Items from a data source
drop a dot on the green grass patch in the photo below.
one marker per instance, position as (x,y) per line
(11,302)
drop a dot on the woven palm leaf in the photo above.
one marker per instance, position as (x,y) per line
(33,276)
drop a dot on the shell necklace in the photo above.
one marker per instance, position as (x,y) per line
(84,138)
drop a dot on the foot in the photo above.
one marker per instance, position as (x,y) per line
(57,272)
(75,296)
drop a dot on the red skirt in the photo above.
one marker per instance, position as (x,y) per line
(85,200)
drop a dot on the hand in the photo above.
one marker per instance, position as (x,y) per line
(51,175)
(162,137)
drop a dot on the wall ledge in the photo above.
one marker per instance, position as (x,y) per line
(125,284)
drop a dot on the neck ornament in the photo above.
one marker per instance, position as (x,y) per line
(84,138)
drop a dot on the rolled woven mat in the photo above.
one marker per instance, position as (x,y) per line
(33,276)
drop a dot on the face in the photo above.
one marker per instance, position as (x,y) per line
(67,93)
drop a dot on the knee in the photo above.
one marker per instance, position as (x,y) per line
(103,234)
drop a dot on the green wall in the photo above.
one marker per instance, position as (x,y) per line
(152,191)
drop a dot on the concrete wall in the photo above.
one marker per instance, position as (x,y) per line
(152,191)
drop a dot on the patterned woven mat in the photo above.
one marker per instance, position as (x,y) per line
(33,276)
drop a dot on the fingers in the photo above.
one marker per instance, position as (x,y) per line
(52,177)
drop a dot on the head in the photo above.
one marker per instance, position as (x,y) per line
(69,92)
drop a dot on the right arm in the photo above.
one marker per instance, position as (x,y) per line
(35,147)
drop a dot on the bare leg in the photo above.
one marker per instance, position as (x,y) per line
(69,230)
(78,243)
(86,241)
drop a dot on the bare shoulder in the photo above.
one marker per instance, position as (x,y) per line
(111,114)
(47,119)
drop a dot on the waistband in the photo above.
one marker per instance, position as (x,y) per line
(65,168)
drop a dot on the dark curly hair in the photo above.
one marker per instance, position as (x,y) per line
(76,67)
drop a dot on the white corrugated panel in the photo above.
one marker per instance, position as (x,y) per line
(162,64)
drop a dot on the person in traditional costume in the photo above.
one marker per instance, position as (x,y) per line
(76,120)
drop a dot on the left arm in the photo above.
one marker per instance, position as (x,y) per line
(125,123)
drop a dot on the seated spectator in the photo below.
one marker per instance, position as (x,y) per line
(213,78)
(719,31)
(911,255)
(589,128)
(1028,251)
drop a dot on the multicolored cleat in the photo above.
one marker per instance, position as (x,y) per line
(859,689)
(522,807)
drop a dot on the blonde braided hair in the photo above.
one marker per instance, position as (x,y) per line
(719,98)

What needs to be done =
Each line in the data that holds the word "green" must be copied.

Exercise output =
drop a dot on the green grass patch in the photo below.
drop a dot on the green wall in the photo above.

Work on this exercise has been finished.